■ ACTIVITY ■
All entries below must be given again exactly as they stand.
++++ RECORD EXTRACTS
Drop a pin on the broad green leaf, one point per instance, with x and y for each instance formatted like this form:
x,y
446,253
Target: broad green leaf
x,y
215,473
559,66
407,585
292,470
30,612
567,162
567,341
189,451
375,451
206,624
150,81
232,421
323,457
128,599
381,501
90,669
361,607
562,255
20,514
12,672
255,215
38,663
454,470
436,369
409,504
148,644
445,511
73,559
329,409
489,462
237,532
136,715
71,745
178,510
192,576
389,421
++++++++
■ SOLUTION ■
Drop a pin on the broad green leaf, one point per instance, with x and y for each instance formatted like this form:
x,y
446,253
Target: broad green leaf
x,y
215,473
559,66
407,585
292,470
30,612
567,162
567,341
189,451
375,451
206,624
150,81
232,421
323,457
128,599
381,501
90,669
361,607
562,255
20,514
12,672
255,215
38,663
454,470
436,369
409,504
148,644
445,511
73,559
329,409
489,462
237,532
136,715
71,745
178,510
192,576
389,421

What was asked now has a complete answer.